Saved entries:
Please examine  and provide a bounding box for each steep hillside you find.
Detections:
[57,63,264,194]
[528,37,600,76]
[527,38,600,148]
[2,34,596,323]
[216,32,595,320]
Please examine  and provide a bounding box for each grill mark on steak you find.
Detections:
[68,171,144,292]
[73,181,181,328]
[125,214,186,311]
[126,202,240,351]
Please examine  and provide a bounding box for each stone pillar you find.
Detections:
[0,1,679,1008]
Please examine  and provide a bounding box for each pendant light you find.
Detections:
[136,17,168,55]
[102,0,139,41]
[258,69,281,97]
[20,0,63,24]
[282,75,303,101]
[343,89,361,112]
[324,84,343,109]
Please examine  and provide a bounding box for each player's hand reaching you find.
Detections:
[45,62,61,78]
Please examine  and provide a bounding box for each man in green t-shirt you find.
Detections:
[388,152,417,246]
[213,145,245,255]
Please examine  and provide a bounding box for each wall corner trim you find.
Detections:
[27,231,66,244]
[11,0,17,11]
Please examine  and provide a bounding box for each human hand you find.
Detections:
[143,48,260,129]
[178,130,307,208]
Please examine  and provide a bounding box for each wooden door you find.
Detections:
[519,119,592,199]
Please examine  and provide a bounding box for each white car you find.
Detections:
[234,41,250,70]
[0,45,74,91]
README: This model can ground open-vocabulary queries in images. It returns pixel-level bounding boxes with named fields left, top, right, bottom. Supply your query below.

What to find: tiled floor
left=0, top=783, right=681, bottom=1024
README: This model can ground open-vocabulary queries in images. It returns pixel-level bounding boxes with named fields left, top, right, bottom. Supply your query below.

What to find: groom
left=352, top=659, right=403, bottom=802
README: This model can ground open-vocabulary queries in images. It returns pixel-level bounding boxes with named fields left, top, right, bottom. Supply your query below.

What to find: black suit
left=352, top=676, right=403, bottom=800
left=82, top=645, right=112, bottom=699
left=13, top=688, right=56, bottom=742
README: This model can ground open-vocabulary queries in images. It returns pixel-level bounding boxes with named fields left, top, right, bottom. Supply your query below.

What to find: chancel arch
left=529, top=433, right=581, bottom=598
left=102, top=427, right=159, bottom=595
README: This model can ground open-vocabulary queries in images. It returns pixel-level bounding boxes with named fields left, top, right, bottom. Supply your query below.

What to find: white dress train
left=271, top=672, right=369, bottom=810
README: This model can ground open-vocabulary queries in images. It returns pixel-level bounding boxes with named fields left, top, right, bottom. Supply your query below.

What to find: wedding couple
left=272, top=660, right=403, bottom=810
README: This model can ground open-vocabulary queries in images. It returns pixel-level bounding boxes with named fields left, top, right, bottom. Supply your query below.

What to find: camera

### Exercise goal
Copy out the lines of the data where the word "Please" can be found.

### Solution
Please examine  and provide a bounding box for each steep hillside you find.
Please examine  and provide a bounding box for each grill mark on steak you find.
Please examine  and provide a bounding box for each stone pillar you find.
Please examine  and provide a bounding box for each pendant light you find.
Please examine  and provide a bounding box for each player's hand reaching you find.
Please examine  and provide a bounding box for each man in green t-shirt you find.
Please examine  and provide a bounding box for each wall corner trim you find.
Please examine  and provide a bounding box for each human hand you find.
Please examine  and provide a bounding box for each wooden door you find.
Please examine  and provide a bounding box for each white car you find.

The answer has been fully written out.